*Document*.
────────
Statement and privilege audit options in effect at the time a database user connects to the database remain in effect for the duration of the session. A session does not see the effects of statement or privilege audit options being set or changed. The modified statement or privilege audit options take effect only when the current session is ended and a new session is created. In contrast, changes to schema object audit options become effective for current sessions immediately.
Auditing is site autonomous. An instance audits only the statements issued by directly connected users. A local Oracle node cannot audit actions that take place in a remote database. Because remote connections are established through the user account of a database link, the remote Oracle node audits the statements issued through the database link's connection.
Oracle allows audit trail records to be directed to an operating system audit trail if the operating system makes such an audit trail available to Oracle. On some other operating systems, these audit records are written to a file outside the database, with a format similar to other Oracle trace files.
────────
*Dataset extract*.
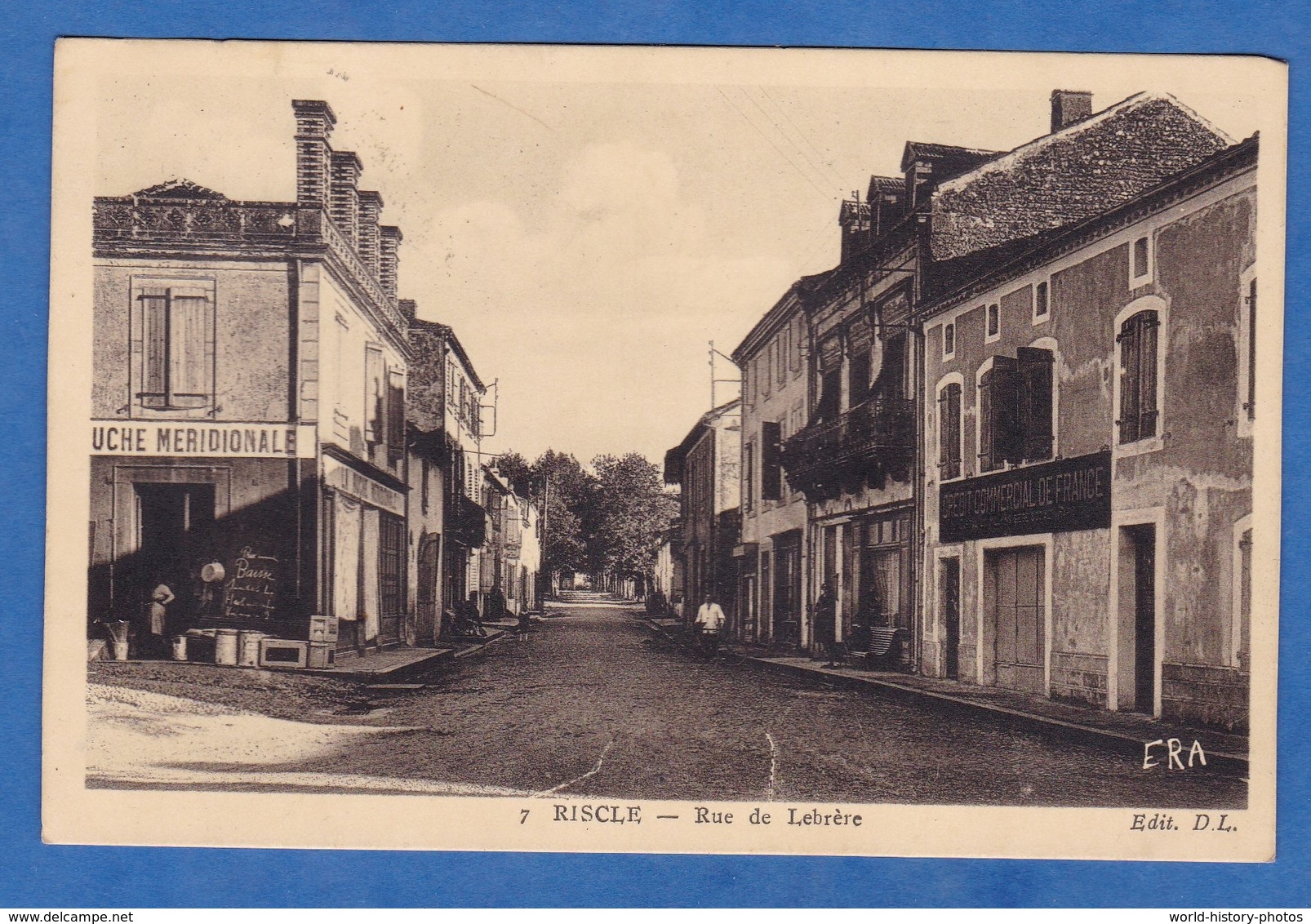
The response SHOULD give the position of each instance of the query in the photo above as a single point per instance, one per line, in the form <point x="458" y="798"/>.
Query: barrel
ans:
────────
*What you are asked to do*. Reproduce the Oracle auditing text word for word, from its first sentence to its last.

*Result of this exercise*.
Statement and privilege audit options in effect at the time a database user connects to the database remain in effect for the duration of the session. A session does not see the effects of statement or privilege audit options being set or changed. The modified statement or privilege audit options take effect only when the current session is ended and a new session is created. In contrast, changes to schema object audit options become effective for current sessions immediately.
Auditing is site autonomous. An instance audits only the statements issued by directly connected users. A local Oracle node cannot audit actions that take place in a remote database. Because remote connections are established through the user account of a database link, the remote Oracle node audits the statements issued through the database link's connection.
Oracle allows audit trail records to be directed to an operating system audit trail if the operating system makes such an audit trail available to Oracle. On some other operating systems, these audit records are written to a file outside the database, with a format similar to other Oracle trace files.